### AIM A
Render the records below as a JSON list of strings, one string per line with blank lines dropped, covering everything from the line containing "Can you see the small" down to the last line of the records.

### SUPPLIED PASSAGE
* start *

The 1946 Northwest Conference football season was the season of college football played by the seven member schools of the Northwest Conference (NWC) as part of the 1946 college football season.

The Willamette Bearcats won the NWC championship with a 6–2–1 record (6–0 against conference opponents) and outscored all opponents by a total of 129 to 94. The College of Idaho Coyotes finished in second place, compiled a 6–4 record, and led the conference in scoring offense with an average of 15.7 points per game. The Puget Sound Loggers tied for third place with a 3–4–1 overall record, but led the conference in scoring defense, giving up an average of only 6.5 points per game.

Conference overview

Teams

Willamette

The 1946 Willamette Bearcats football team epresented the Willamette University of Salem, Oregon. In their first and only season under head coach Walt Erickson, the team compiled a 6–2–1 record (6–0 against NWC opponents) and outscored opponent by a total of 129 to 94.

Three Willamette players were unanimous selections to the 1946 All-Northwest Conference football team: Marv Goodman at end; Garrell Deiner at tackle, and Larry McKeel at back. End Bill Reder and back Bob Douglas received second-team honors.

College of Idaho

The 1946 College of Idaho Coyotes football team represented the College of Idaho of Caldwell, Idaho. In their sixth year under head coach Clem Parberry, the team compiled a 6–4 record (5–2 against NWC opponents), finished in second place in the Northwest Conference, and outscored opponents by a total of 157 to 125.

Linfield

The 1946 Linfield Wildcats football team represented the Linfield University of McMinnville, Oregon. Led by head coach Wayne Harn, the team compiled a 4–3–1 record (3–2–1 against NWC opponents), tied for third place in the Northwest Conference, and outscored opponents by a total of 102 to 72.

* end *

### AIM B
Translate this sentence from the passage on the 1946 Northwest Conference football season into Spanish: "The College of Idaho Coyotes finished in second place, compiled a 6–4 record, and led the conference in scoring offense with an average of 15.7 points per game."

### DATA
* start *

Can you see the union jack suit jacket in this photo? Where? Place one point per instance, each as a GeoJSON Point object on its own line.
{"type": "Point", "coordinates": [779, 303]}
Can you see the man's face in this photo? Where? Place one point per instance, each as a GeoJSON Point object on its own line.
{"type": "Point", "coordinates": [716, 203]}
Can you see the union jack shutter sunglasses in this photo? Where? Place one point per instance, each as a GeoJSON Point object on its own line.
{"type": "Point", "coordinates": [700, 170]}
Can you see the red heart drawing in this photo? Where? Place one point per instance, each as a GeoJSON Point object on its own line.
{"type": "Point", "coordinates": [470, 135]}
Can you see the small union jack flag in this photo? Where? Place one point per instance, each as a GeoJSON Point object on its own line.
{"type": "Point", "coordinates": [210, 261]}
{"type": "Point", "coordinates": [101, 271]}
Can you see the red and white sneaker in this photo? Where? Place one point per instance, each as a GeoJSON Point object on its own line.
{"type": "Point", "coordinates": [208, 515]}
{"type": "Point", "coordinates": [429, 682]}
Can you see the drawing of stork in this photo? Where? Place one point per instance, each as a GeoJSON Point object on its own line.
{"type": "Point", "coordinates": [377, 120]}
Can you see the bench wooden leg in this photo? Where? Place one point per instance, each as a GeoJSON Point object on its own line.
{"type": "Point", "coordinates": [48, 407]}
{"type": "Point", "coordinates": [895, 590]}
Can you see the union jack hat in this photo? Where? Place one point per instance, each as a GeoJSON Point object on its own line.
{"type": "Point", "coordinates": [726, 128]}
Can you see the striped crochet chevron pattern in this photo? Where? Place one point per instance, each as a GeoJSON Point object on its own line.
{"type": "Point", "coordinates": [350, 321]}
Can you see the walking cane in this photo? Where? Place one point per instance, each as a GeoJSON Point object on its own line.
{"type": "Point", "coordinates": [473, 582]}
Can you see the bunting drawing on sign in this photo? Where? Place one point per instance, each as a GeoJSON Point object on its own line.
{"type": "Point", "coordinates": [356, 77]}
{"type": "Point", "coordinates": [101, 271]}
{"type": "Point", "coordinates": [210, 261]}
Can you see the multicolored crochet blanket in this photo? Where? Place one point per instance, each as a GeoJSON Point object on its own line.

* end *

### FULL OUTPUT A
[
  "Can you see the small union jack flag in this photo? Where? Place one point per instance, each as a GeoJSON Point object on its own line.",
  "{\"type\": \"Point\", \"coordinates\": [210, 261]}",
  "{\"type\": \"Point\", \"coordinates\": [101, 271]}",
  "Can you see the red and white sneaker in this photo? Where? Place one point per instance, each as a GeoJSON Point object on its own line.",
  "{\"type\": \"Point\", \"coordinates\": [208, 515]}",
  "{\"type\": \"Point\", \"coordinates\": [429, 682]}",
  "Can you see the drawing of stork in this photo? Where? Place one point per instance, each as a GeoJSON Point object on its own line.",
  "{\"type\": \"Point\", \"coordinates\": [377, 120]}",
  "Can you see the bench wooden leg in this photo? Where? Place one point per instance, each as a GeoJSON Point object on its own line.",
  "{\"type\": \"Point\", \"coordinates\": [48, 407]}",
  "{\"type\": \"Point\", \"coordinates\": [895, 590]}",
  "Can you see the union jack hat in this photo? Where? Place one point per instance, each as a GeoJSON Point object on its own line.",
  "{\"type\": \"Point\", \"coordinates\": [726, 128]}",
  "Can you see the striped crochet chevron pattern in this photo? Where? Place one point per instance, each as a GeoJSON Point object on its own line.",
  "{\"type\": \"Point\", \"coordinates\": [350, 321]}",
  "Can you see the walking cane in this photo? Where? Place one point per instance, each as a GeoJSON Point object on its own line.",
  "{\"type\": \"Point\", \"coordinates\": [473, 582]}",
  "Can you see the bunting drawing on sign in this photo? Where? Place one point per instance, each as a GeoJSON Point object on its own line.",
  "{\"type\": \"Point\", \"coordinates\": [356, 77]}",
  "{\"type\": \"Point\", \"coordinates\": [101, 271]}",
  "{\"type\": \"Point\", \"coordinates\": [210, 261]}",
  "Can you see the multicolored crochet blanket in this photo? Where? Place one point per instance, each as a GeoJSON Point object on its own line."
]

### FULL OUTPUT B
Los Coyotes del College of Idaho terminaron en segundo lugar, obtuvieron un récord de 6–4 y encabezaron la conferencia en ofensiva anotadora con un promedio de 15,7 puntos por partido.